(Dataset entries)
* * *

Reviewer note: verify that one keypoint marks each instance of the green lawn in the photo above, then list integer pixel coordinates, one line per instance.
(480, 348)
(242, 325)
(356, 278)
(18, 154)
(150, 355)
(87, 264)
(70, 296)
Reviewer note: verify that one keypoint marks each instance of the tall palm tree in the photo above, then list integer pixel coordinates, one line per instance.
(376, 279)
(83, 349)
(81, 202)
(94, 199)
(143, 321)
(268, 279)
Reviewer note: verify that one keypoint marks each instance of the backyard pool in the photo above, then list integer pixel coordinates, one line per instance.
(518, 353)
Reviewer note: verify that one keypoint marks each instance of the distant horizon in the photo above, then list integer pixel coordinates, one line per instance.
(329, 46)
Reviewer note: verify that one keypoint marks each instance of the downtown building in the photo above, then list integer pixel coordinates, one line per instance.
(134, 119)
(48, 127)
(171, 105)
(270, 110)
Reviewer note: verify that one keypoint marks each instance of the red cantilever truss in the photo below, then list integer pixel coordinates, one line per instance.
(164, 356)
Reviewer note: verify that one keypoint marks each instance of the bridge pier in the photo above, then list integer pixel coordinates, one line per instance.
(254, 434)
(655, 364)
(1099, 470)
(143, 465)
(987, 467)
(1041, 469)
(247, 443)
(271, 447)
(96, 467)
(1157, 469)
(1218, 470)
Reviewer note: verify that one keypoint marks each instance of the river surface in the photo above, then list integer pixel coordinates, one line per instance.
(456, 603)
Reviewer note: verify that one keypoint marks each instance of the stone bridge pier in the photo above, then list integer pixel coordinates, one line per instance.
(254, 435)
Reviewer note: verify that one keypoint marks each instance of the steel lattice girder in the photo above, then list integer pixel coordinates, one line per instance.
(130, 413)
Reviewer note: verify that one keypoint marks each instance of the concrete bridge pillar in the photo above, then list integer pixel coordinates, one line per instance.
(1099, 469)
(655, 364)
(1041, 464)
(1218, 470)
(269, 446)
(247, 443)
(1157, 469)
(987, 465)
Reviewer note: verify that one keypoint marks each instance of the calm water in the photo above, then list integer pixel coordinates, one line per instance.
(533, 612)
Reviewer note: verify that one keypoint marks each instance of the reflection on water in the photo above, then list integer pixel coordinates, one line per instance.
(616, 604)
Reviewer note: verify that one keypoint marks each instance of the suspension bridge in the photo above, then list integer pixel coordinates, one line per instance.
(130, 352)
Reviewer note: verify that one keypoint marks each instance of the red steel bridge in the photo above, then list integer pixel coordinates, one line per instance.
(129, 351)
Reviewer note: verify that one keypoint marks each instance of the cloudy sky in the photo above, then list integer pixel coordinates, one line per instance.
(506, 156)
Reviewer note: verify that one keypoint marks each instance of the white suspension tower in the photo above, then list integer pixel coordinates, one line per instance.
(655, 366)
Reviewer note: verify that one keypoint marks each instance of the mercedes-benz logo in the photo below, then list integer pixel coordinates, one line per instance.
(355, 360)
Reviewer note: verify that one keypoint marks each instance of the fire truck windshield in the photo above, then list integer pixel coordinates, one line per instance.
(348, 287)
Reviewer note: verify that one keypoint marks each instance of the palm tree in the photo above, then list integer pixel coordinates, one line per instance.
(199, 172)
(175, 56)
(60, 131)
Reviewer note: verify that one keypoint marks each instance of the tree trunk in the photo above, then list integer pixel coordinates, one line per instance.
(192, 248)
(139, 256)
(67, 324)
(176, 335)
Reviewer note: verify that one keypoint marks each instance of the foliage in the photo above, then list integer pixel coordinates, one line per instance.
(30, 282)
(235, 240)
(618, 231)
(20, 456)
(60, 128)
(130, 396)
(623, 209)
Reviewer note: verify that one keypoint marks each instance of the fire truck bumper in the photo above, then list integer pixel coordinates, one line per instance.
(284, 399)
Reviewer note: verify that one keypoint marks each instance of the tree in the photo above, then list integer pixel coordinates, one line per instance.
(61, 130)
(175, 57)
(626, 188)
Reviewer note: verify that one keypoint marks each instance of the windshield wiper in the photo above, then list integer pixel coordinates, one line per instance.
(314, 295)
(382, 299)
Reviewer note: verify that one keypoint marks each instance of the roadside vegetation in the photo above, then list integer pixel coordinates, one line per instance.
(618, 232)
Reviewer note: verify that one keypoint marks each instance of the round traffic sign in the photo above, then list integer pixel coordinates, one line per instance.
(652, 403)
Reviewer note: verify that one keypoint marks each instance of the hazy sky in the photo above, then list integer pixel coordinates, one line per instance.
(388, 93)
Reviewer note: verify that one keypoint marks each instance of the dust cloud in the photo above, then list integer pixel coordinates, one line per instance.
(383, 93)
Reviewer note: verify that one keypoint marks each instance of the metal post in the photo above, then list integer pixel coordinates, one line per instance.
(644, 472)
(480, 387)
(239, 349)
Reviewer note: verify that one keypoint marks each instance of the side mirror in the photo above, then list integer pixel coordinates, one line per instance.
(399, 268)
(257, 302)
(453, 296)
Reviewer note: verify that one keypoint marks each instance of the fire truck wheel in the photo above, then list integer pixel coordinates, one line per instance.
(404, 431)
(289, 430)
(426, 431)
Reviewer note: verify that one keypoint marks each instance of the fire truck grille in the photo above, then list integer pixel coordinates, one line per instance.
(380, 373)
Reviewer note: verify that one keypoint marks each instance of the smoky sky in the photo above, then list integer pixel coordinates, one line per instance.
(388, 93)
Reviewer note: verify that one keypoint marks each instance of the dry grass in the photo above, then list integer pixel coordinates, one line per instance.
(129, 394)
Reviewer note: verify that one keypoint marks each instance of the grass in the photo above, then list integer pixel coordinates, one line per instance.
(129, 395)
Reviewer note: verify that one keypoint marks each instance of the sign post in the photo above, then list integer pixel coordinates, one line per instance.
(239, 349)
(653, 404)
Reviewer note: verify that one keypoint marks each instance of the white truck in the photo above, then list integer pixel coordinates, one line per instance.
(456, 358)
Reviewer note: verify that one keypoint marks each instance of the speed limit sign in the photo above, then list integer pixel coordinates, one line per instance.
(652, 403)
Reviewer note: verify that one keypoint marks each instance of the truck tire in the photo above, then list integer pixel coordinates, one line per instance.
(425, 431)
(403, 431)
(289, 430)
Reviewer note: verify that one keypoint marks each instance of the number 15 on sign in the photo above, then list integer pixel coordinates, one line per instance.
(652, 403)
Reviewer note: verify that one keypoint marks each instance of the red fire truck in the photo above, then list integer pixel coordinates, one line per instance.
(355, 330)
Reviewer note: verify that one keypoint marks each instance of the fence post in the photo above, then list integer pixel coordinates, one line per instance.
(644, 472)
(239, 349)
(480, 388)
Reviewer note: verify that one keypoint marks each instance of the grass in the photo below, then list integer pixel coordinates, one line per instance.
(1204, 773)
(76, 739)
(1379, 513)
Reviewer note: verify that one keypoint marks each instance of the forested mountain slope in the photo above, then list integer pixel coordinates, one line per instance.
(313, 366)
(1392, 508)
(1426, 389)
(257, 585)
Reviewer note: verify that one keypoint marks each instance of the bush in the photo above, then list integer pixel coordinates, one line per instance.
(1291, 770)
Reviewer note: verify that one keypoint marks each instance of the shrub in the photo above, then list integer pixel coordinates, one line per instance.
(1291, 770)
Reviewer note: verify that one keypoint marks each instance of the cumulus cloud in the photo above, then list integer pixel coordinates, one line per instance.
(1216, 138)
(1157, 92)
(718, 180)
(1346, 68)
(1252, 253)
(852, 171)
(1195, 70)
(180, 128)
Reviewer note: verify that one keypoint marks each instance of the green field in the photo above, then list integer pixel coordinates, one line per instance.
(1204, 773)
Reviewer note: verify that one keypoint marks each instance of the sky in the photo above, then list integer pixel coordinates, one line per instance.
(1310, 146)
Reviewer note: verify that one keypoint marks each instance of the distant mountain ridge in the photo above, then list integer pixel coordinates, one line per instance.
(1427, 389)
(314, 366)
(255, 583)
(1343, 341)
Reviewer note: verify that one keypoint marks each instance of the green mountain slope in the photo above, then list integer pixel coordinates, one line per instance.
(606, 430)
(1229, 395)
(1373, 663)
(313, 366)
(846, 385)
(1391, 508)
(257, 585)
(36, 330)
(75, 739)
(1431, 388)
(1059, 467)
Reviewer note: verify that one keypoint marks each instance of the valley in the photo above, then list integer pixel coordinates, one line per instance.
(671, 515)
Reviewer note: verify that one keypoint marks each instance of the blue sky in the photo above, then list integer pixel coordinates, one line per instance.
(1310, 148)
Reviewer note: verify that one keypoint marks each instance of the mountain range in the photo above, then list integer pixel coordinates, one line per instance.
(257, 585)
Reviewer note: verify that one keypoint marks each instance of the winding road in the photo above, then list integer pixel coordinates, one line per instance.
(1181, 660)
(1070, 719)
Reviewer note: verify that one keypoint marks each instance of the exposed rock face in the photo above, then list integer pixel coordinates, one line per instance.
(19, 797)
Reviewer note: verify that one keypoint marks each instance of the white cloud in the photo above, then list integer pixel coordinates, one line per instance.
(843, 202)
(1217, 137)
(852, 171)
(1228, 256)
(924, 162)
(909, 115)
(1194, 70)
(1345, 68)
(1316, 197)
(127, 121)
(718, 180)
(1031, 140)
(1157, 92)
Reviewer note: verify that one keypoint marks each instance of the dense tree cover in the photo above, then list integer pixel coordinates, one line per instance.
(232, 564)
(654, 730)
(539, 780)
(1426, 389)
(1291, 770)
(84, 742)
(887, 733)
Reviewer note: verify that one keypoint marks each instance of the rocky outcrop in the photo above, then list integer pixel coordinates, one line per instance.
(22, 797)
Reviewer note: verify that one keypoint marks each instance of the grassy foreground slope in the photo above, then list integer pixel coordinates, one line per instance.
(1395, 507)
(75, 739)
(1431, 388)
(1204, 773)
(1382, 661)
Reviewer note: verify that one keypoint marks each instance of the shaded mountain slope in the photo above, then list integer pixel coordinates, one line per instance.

* * *

Do this
Reproduce the records starting with the line that contains "the red fire" and going on through the line that contains "(1343, 341)", with "fence post" replaced by "wooden post" and nothing else altered.

Exercise output
Reviewer note: verify that one keypoint marks each instance of the red fire truck in the photo above, then list integer pixel coordinates, one line per instance.
(355, 330)
Reviewer note: verify that one keypoint marks each instance of the wooden post in the photo above, then list integer pixel coordinates, one line per instance.
(644, 472)
(239, 349)
(480, 388)
Reviewer note: verify that one keypoint marks each instance of the grass in the photo below, then list integer pixel coordinates, one line per instance.
(1204, 773)
(76, 739)
(1379, 513)
Reviewer note: verify that one keypoint marks each instance of the forested mountain slope in the photo above, then list integer pixel coordinates, one line per instance.
(313, 366)
(1392, 508)
(1426, 389)
(257, 585)
Reviewer note: verify that one keypoint marks each instance of the bush in the photo above, then list integer pixel coordinates, one line per instance.
(1291, 770)
Reviewer note: verify that one keypoint marks each instance of the shrub in the photo above, then list integer pixel coordinates, one line per instance.
(1291, 770)
Reviewer note: verify that one keypoint marks each instance of the cumulus cloud in the photo above, then list integer pixel coordinates, one line per instance.
(1216, 138)
(1157, 92)
(718, 180)
(1346, 68)
(1252, 253)
(852, 171)
(1195, 70)
(180, 128)
Reviewer note: verify that one keypoint marks each instance of the green field in the photo above, then list integer pixel coordinates, one line per instance.
(1204, 773)
Reviewer note: verify that one keypoint marks each instance of the sky in the photo above, then list integer pixel coordinates, one line per instance.
(1310, 146)
Reviewer note: verify that one keypoint marks each instance of the distant mountain ridge in the photo above, then list integer pixel coordinates, one line per instance.
(1427, 389)
(314, 366)
(255, 583)
(1343, 341)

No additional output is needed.